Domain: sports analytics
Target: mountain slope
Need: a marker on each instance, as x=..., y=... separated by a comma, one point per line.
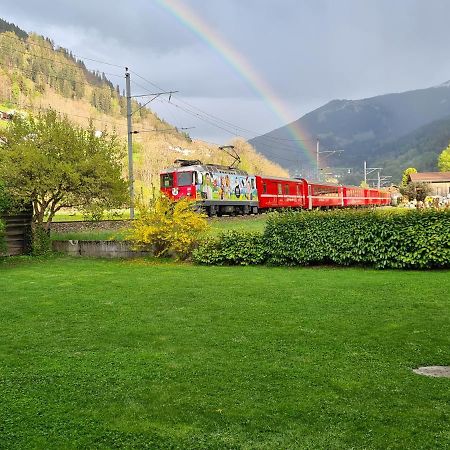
x=420, y=149
x=34, y=75
x=362, y=127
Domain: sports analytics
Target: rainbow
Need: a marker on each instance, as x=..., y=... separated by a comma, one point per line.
x=237, y=61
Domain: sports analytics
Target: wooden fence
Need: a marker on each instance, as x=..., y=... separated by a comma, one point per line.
x=18, y=233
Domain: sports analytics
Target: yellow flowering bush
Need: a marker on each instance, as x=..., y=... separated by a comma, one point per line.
x=166, y=227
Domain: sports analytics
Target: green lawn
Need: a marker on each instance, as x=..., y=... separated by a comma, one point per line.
x=123, y=354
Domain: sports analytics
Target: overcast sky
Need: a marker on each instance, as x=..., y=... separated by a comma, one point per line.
x=307, y=52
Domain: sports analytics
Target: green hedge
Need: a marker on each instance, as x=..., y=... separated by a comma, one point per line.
x=382, y=239
x=232, y=248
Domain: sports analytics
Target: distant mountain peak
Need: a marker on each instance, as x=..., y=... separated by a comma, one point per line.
x=446, y=84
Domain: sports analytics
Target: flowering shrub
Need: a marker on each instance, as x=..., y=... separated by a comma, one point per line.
x=166, y=227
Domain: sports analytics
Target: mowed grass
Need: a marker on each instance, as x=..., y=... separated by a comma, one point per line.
x=138, y=354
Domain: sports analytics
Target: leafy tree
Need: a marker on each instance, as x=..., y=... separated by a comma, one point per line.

=====

**What to do:** Your task is an exact transcription of all the data, minus the pictures.

**Written solution:**
Domain: sports analytics
Target: mountain slope
Need: a marker on each instance, as x=..., y=... separated by a comma, one point per line.
x=420, y=149
x=34, y=75
x=362, y=127
Domain: sports analytics
Target: rainbow
Need: a marker on each instance, as x=..., y=... separated by a comma, one point per line.
x=237, y=61
Domain: sports analytics
Target: wooden fence
Need: a marker on each instance, as x=..., y=... separated by a comma, one point per line.
x=18, y=233
Domain: sports analytics
Target: yellow flowering bush
Need: a marker on each instance, as x=..., y=... separated by a comma, one point per line.
x=166, y=227
Domain: sports analytics
Target: green lawn
Need: a marker on each instance, as x=..., y=... separated by a comma, one point per line.
x=123, y=354
Domain: sports analytics
Target: overcast sky
Need: a marker on each instance, as x=..., y=... separated by a comma, one point per line.
x=307, y=52
Domain: sports analytics
Target: green hedge
Need: a marker on each instance, as x=..., y=... separated by a comma, one point per line.
x=382, y=239
x=232, y=248
Domain: sports analytics
Target: distant mountain peak
Need: a marker on each instance, as x=..., y=... separated by a comma, one point per line.
x=446, y=84
Domain: sports analytics
Target: flowering shrub
Need: a marker on each instance, as x=..., y=... separated by a comma, one point per line.
x=166, y=227
Domain: sports analytics
Target: mowed grass
Need: a marker on each instance, as x=..., y=... separated by a comma, one point per line.
x=138, y=354
Domain: sports analytics
Target: leafy tree
Need: a marker on each instance, as x=..., y=... separated by a comma, one point per line.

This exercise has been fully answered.